Exercise brief:
I need all of the entries printed exactly.

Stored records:
++++

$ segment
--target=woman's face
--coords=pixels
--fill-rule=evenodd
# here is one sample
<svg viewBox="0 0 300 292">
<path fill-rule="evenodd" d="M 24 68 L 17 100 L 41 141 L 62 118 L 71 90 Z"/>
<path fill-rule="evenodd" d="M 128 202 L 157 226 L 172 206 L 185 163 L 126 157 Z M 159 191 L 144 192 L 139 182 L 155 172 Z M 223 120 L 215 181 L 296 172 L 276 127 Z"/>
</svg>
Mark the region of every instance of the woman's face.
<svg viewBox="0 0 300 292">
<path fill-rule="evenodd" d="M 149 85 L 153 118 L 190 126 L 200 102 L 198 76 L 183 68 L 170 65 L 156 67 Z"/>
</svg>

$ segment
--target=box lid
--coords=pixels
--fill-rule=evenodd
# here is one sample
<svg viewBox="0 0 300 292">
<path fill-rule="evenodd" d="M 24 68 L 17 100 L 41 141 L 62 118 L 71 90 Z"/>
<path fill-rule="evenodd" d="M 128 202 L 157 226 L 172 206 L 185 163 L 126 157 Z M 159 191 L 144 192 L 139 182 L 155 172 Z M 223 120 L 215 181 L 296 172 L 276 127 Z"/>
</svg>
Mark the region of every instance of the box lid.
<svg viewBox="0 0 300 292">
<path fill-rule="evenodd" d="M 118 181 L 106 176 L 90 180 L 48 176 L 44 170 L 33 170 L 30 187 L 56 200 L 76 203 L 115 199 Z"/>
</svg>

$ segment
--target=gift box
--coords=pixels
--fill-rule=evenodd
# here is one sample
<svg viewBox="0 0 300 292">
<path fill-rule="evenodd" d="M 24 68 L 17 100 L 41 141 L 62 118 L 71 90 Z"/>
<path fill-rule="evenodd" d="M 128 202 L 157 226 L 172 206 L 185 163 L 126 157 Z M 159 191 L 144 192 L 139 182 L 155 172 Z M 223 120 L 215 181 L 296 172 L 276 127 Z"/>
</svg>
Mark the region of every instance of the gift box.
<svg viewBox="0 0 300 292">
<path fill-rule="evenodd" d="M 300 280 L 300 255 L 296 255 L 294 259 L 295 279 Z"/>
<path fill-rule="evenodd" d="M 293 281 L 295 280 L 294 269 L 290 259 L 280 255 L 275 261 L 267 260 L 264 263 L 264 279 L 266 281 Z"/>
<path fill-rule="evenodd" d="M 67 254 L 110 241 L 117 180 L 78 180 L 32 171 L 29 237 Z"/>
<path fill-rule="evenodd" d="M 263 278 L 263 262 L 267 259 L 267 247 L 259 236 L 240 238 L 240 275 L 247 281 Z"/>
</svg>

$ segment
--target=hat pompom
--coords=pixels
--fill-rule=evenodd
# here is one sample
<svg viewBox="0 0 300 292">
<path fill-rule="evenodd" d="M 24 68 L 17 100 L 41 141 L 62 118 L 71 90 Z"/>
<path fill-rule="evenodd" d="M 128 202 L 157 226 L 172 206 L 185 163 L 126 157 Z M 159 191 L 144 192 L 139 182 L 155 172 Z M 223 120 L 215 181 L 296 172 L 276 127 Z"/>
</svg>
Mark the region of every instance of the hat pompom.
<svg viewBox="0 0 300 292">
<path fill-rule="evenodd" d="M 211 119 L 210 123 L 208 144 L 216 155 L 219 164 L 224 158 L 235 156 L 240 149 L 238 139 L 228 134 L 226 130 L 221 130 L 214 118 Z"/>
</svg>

++++

Task solution:
$ segment
--target=woman's face
--coords=pixels
--fill-rule=evenodd
# here is one sample
<svg viewBox="0 0 300 292">
<path fill-rule="evenodd" d="M 24 68 L 17 100 L 41 141 L 62 118 L 71 90 Z"/>
<path fill-rule="evenodd" d="M 128 202 L 157 226 L 172 206 L 185 163 L 126 157 Z M 159 191 L 144 192 L 139 182 L 155 172 Z M 223 120 L 215 181 L 296 172 L 276 127 Z"/>
</svg>
Mark the region of every instance of the woman's face.
<svg viewBox="0 0 300 292">
<path fill-rule="evenodd" d="M 149 85 L 153 118 L 190 126 L 200 102 L 198 76 L 183 68 L 170 65 L 156 67 Z"/>
</svg>

$ segment
--target=box lid
--coords=pixels
--fill-rule=evenodd
# here is one sample
<svg viewBox="0 0 300 292">
<path fill-rule="evenodd" d="M 24 68 L 17 100 L 41 141 L 62 118 L 71 90 Z"/>
<path fill-rule="evenodd" d="M 128 202 L 157 226 L 172 206 L 185 163 L 126 157 Z M 159 191 L 144 192 L 139 182 L 155 172 Z M 223 120 L 215 181 L 296 172 L 276 127 Z"/>
</svg>
Mark the region of every instance of the box lid.
<svg viewBox="0 0 300 292">
<path fill-rule="evenodd" d="M 118 181 L 106 176 L 90 180 L 48 176 L 44 170 L 33 170 L 30 187 L 56 200 L 76 203 L 115 199 Z"/>
</svg>

$ segment
--target=gift box
--coords=pixels
--fill-rule=evenodd
# here is one sample
<svg viewBox="0 0 300 292">
<path fill-rule="evenodd" d="M 24 68 L 17 100 L 41 141 L 62 118 L 71 90 Z"/>
<path fill-rule="evenodd" d="M 128 202 L 157 226 L 172 206 L 185 163 L 126 157 Z M 159 191 L 144 192 L 139 182 L 155 172 Z M 223 120 L 215 181 L 296 172 L 276 127 Z"/>
</svg>
Mark the region of every instance of the gift box.
<svg viewBox="0 0 300 292">
<path fill-rule="evenodd" d="M 300 280 L 300 255 L 296 255 L 294 259 L 295 279 Z"/>
<path fill-rule="evenodd" d="M 293 281 L 295 280 L 294 269 L 290 259 L 280 255 L 275 261 L 267 260 L 264 263 L 264 279 L 266 281 Z"/>
<path fill-rule="evenodd" d="M 67 254 L 110 241 L 117 180 L 78 180 L 32 171 L 29 237 Z"/>
<path fill-rule="evenodd" d="M 263 278 L 263 262 L 267 259 L 267 247 L 259 236 L 240 238 L 240 275 L 247 281 Z"/>
</svg>

$ segment
--target=hat pompom
--coords=pixels
--fill-rule=evenodd
# here is one sample
<svg viewBox="0 0 300 292">
<path fill-rule="evenodd" d="M 24 68 L 17 100 L 41 141 L 62 118 L 71 90 Z"/>
<path fill-rule="evenodd" d="M 128 202 L 157 226 L 172 206 L 185 163 L 126 157 Z M 159 191 L 144 192 L 139 182 L 155 172 Z M 223 120 L 215 181 L 296 172 L 276 127 Z"/>
</svg>
Mark the region of every instance of the hat pompom.
<svg viewBox="0 0 300 292">
<path fill-rule="evenodd" d="M 211 119 L 210 123 L 208 144 L 216 155 L 219 164 L 224 158 L 235 156 L 240 149 L 238 139 L 228 134 L 226 130 L 221 130 L 214 118 Z"/>
</svg>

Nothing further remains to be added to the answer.